### GIVEN TEXT

### Q26 - Entropies and Expectations


The expectation of a function of a discrete random variable is denoted as 

$$\langle f(x)\rangle \equiv \sum_{x \in X} f(x)p(x) $$

Similarly, for a pair of random variables, we have the expectation

$$ \langle f(x, y) \rangle \equiv \sum_{x \in X} \sum_{y \in Y} f(x,y)p(x,y)$$

The variance is defined as 

$$ Var\{f(x)\} = \langle {(f(x) - \langle f(x) \rangle)}^{2} \rangle $$

It is a measure of spread. For a pair of random variables, the covariance is 

$$ Cov[f(x), g(y)] = \langle (f(x) - \langle f(x) \rangle ) (g(y) - \langle g(y) \rangle ) \rangle$$

The covariance gives the information about the dependence between $ f(x) $ and $ g(y)$

Given a probability table $p(x,y)$ specified as a matrix and respective domains of two discrete variable $ x \in X $ and $ y \in Y$,  

Expectations $\langle x \rangle$, $\langle y \rangle$, $\langle y | x \rangle$, $\langle x | y \rangle$, $Cov[x,y]$ are below:

In [1]:
def marginal_probability(joint_probability, axis):
    '''
    Gets marginal probability given joint probabilities and axis for summing probabilities
    axis should be 1 for variable X to sum the joint probability table over rows
    axis should be 0 for variable Y to sum the joint probability table over columns  
    '''
    return np.sum(joint_probability, axis=axis).flatten()

### WRITTEN INSTRUCTION 1
From the notes on expectations above, reproduce the passage starting at "The covariance gives" and ending at "return np.sum(joint_probability, axis=axis).flatten()".
### WRITTEN INSTRUCTION 2
According to the notes on expectations, what information does the covariance give?

### DATASET CONTENT
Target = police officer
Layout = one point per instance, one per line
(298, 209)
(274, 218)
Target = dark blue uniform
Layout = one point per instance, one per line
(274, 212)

### WRITTEN ANSWER 1
The covariance gives the information about the dependence between $ f(x) $ and $ g(y)$

Given a probability table $p(x,y)$ specified as a matrix and respective domains of two discrete variable $ x \in X $ and $ y \in Y$,  

Expectations $\langle x \rangle$, $\langle y \rangle$, $\langle y | x \rangle$, $\langle x | y \rangle$, $Cov[x,y]$ are below:

In [1]:
def marginal_probability(joint_probability, axis):
    '''
    Gets marginal probability given joint probabilities and axis for summing probabilities
    axis should be 1 for variable X to sum the joint probability table over rows
    axis should be 0 for variable Y to sum the joint probability table over columns  
    '''
    return np.sum(joint_probability, axis=axis).flatten()

### WRITTEN ANSWER 2
It gives information about the dependence between f(x) and g(y).